--- Data in this exercise ---

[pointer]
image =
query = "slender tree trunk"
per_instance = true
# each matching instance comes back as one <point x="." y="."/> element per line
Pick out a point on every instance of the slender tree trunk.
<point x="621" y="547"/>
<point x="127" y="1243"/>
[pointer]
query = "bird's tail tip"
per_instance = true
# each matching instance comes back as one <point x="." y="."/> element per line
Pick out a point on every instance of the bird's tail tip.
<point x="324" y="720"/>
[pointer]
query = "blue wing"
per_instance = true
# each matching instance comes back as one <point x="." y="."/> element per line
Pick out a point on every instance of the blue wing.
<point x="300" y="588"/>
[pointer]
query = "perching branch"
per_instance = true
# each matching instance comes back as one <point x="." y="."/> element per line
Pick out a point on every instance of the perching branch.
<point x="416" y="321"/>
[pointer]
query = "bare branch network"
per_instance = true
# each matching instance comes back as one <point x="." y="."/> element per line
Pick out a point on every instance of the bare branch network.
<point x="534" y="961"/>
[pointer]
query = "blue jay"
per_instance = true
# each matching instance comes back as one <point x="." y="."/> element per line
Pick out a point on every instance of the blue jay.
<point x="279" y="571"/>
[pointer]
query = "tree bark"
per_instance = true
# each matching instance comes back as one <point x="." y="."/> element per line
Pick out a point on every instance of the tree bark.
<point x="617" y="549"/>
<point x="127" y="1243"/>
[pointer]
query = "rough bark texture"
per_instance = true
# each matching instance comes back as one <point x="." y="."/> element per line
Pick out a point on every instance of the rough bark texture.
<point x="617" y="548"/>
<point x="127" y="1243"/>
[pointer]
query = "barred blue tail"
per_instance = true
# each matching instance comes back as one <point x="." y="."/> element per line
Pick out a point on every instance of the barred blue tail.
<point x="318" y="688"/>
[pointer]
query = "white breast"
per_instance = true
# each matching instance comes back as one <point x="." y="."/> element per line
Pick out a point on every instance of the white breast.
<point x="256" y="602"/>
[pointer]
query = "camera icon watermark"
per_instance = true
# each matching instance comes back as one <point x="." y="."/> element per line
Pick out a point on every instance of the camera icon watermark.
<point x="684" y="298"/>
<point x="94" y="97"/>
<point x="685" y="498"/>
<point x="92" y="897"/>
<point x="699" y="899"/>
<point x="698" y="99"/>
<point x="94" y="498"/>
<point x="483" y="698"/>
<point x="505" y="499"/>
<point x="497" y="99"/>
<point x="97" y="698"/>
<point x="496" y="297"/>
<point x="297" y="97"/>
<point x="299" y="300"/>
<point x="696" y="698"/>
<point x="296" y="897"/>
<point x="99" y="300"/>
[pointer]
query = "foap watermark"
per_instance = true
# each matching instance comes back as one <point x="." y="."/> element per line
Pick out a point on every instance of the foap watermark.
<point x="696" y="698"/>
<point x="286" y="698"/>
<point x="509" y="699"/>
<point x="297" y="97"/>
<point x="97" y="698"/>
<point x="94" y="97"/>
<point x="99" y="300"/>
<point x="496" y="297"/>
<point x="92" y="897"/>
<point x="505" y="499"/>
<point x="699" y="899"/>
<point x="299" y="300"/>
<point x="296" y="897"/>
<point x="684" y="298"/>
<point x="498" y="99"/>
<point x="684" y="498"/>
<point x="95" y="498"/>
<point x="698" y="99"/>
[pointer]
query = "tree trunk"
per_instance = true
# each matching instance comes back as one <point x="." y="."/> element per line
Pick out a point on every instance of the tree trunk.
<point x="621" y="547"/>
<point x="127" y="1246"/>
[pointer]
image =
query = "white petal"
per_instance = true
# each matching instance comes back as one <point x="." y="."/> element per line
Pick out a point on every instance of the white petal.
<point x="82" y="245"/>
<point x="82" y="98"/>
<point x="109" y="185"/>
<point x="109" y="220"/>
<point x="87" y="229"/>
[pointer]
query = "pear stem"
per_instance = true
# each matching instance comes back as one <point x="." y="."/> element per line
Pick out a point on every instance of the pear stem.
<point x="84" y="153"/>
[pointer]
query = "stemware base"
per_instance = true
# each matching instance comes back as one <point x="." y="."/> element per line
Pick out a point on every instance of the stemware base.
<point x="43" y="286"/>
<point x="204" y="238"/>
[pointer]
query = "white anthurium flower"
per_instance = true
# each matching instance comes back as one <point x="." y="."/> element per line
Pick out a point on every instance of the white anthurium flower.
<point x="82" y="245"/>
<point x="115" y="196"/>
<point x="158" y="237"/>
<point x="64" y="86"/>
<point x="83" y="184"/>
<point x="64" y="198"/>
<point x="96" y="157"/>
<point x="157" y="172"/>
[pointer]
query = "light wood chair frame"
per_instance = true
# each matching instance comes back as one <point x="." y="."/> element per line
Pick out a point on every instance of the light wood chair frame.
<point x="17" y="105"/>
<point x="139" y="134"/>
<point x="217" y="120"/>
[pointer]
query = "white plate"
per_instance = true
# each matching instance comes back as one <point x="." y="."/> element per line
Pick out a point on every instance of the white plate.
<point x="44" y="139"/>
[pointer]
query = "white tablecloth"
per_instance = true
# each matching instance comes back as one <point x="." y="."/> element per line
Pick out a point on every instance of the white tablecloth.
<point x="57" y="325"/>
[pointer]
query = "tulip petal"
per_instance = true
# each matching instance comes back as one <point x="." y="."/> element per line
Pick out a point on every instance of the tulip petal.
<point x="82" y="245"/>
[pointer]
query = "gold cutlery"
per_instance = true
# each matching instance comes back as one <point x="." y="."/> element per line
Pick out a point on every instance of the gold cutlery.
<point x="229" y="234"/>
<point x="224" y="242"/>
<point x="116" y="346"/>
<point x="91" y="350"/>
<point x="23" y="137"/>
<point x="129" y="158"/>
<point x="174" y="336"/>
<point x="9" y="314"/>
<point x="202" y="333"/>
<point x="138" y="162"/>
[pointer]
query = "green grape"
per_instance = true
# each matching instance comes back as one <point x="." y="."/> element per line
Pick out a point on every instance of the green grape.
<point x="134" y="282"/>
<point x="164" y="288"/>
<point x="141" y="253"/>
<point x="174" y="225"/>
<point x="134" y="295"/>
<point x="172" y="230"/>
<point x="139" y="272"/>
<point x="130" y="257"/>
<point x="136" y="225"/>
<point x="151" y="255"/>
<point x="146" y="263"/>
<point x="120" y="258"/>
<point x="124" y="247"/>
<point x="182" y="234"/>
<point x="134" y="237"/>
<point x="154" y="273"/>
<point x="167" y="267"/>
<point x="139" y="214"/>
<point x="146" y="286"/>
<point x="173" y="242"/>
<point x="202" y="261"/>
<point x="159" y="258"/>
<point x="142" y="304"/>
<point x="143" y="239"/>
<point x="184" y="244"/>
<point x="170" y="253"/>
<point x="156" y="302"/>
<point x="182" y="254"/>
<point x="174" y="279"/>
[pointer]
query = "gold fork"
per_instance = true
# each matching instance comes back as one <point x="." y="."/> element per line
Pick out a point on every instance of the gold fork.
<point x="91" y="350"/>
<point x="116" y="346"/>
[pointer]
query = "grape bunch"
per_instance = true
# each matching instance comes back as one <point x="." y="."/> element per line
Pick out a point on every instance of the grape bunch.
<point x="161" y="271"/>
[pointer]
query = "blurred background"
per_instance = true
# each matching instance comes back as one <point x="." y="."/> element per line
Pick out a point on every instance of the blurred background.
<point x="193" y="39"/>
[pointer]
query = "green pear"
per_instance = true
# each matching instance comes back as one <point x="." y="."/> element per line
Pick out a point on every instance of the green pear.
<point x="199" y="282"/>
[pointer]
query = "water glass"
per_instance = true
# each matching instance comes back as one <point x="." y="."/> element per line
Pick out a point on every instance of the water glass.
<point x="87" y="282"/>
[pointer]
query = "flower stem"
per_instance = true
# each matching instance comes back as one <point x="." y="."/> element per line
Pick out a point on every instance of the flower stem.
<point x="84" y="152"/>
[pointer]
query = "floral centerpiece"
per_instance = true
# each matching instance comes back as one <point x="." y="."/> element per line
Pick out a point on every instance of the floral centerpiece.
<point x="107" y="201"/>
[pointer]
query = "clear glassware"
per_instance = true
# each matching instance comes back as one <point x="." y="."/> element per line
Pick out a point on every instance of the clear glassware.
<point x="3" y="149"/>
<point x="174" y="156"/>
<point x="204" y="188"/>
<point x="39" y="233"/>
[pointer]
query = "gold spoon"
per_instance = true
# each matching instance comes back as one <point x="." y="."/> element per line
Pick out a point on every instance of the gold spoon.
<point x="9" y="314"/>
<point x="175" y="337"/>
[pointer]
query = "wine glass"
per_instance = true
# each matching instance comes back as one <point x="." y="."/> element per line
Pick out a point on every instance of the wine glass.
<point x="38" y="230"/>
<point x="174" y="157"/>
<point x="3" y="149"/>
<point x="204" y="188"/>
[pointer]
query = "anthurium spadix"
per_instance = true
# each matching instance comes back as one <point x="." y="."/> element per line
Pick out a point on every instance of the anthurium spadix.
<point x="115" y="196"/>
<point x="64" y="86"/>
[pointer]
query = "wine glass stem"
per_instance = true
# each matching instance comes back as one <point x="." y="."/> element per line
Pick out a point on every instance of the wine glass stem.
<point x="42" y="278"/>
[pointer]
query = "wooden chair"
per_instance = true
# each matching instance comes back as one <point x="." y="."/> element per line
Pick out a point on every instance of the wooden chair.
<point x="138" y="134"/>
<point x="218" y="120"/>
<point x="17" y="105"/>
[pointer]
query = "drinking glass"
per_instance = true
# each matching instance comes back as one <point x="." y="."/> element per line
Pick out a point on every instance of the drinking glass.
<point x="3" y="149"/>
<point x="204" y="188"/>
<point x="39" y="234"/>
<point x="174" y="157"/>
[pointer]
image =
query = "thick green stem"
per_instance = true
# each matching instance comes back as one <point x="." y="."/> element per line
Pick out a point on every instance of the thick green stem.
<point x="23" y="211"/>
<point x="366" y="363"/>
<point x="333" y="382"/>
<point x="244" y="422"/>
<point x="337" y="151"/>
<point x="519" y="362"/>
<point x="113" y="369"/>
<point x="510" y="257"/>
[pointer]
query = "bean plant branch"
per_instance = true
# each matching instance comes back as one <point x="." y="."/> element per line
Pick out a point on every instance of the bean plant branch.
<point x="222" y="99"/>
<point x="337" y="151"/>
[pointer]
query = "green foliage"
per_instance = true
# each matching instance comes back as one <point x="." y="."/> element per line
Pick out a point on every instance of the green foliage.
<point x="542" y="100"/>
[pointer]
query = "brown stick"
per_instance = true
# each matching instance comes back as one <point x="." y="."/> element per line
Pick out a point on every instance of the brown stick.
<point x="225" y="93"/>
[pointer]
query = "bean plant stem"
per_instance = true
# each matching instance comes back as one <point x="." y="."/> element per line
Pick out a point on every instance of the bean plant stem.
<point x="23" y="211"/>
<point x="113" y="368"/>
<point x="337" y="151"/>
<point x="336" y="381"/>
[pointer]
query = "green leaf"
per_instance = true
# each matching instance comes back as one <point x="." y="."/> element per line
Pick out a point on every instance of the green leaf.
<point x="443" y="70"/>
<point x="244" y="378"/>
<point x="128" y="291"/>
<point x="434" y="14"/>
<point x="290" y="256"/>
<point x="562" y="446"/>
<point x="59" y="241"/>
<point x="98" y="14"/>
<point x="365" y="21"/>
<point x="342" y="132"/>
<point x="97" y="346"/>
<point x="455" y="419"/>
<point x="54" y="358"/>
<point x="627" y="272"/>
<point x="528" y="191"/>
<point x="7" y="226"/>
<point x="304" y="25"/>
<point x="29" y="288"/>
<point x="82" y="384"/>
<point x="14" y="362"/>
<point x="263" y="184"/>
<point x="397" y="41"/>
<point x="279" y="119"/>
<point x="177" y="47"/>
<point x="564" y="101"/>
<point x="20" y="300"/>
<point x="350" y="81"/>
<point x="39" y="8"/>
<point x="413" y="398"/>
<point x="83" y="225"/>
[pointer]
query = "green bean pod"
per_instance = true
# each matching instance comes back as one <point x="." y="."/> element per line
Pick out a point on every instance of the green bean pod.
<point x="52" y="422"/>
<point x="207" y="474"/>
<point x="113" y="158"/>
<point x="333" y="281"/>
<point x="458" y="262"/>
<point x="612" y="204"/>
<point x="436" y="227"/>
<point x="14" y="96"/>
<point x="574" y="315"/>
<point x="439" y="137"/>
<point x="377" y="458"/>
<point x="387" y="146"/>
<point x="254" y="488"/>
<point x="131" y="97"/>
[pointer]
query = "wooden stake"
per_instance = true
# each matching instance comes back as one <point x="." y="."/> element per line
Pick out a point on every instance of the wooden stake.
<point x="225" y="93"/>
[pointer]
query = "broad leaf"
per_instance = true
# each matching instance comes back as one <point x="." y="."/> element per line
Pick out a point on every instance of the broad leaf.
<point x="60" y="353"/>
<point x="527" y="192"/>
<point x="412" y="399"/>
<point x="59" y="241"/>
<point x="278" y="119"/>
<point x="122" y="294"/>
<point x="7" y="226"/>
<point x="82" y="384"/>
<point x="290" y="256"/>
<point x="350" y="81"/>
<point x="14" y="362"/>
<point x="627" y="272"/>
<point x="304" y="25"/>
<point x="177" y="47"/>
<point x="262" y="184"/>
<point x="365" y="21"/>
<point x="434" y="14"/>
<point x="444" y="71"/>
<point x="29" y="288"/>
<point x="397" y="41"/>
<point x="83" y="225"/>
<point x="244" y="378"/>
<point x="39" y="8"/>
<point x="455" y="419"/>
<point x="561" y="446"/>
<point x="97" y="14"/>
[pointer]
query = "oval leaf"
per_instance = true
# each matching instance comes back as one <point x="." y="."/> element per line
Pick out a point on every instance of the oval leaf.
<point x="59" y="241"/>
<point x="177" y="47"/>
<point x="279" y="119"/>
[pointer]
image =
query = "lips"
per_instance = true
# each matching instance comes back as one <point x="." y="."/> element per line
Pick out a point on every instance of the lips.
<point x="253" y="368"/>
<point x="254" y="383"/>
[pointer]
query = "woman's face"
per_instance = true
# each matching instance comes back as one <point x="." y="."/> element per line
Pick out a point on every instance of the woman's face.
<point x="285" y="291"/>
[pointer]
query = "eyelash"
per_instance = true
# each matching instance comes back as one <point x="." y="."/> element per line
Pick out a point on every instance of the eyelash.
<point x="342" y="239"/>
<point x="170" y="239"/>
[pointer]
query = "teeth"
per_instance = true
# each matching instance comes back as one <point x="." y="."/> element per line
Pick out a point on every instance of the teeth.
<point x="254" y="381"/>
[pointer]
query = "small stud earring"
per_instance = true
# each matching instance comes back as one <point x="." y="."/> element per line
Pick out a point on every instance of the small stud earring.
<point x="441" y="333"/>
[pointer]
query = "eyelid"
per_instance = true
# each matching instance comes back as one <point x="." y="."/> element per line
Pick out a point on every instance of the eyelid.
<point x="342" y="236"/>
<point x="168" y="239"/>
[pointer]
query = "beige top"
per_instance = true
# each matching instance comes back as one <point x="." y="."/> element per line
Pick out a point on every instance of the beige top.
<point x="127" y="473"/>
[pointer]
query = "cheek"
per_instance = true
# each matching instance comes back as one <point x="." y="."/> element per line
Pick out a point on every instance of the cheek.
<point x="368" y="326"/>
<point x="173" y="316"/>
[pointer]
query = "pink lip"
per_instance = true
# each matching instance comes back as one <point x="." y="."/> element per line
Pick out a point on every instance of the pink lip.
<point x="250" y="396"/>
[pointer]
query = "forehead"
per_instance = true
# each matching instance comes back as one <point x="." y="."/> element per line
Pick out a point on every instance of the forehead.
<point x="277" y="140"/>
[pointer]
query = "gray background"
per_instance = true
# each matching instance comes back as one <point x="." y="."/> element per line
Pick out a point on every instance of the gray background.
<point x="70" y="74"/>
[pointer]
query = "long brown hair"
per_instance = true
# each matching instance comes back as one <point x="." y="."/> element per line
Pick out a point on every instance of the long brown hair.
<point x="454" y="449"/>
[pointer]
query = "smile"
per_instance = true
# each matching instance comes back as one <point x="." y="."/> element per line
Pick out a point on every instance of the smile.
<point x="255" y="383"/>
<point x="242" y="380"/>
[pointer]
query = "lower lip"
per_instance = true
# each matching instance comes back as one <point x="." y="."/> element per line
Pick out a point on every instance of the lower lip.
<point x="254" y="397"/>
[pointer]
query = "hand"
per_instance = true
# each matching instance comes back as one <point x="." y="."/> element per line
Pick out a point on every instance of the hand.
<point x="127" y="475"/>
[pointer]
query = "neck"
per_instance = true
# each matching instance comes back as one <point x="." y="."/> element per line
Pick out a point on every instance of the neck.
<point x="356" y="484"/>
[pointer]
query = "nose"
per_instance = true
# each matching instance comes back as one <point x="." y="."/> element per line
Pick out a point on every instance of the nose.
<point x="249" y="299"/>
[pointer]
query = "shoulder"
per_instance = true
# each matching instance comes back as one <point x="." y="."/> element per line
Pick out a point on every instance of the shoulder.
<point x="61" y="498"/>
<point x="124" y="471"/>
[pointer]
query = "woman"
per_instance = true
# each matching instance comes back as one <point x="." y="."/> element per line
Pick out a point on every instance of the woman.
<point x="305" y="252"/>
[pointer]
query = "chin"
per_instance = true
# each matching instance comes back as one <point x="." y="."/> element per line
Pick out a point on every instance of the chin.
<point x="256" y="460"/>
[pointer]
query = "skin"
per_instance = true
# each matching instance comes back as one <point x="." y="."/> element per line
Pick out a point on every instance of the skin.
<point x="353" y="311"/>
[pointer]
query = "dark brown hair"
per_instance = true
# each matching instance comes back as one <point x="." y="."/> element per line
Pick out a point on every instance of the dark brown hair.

---

*Required work*: List every line from the entries above in which "dark" appears.

*Response area*:
query = "dark brown hair"
Pick out a point on every instance of the dark brown hair.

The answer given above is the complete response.